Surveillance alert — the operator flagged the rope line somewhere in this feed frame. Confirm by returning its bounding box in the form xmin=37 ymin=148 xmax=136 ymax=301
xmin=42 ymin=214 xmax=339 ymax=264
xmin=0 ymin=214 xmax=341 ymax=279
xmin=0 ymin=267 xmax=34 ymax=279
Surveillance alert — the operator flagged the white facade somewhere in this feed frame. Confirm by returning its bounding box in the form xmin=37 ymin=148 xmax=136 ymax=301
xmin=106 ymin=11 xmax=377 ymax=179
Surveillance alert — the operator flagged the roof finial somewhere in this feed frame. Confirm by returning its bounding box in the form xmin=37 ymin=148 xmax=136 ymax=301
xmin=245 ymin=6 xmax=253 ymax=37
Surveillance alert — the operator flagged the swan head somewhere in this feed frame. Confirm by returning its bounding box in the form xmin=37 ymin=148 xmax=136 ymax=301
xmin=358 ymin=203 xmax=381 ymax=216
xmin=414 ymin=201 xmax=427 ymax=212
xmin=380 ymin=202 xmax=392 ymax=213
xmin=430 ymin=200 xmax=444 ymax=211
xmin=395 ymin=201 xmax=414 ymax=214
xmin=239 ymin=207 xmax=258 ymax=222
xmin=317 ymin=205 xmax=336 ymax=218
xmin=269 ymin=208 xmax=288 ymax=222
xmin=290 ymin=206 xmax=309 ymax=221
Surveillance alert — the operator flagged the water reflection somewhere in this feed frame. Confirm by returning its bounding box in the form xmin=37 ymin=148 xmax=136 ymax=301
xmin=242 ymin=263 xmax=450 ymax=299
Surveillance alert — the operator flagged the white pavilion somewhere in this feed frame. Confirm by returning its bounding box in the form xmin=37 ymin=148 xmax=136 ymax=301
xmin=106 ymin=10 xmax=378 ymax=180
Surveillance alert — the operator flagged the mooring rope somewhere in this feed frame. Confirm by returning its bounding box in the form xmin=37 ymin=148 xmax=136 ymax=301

....................

→ **TO DO**: Collect every line of the material above that contains the word "white", matching uppercase and lowercase exactly.

→ **THE REPLY**:
Surveillance alert — the operator flagged the white facade somewhere in this feed frame. Confirm by returning its bounding box in the form xmin=37 ymin=148 xmax=136 ymax=301
Surveillance alert — the operator flagged the white pavilion somewhere in this feed frame. Confirm by returning its bounding box in the form xmin=37 ymin=148 xmax=136 ymax=301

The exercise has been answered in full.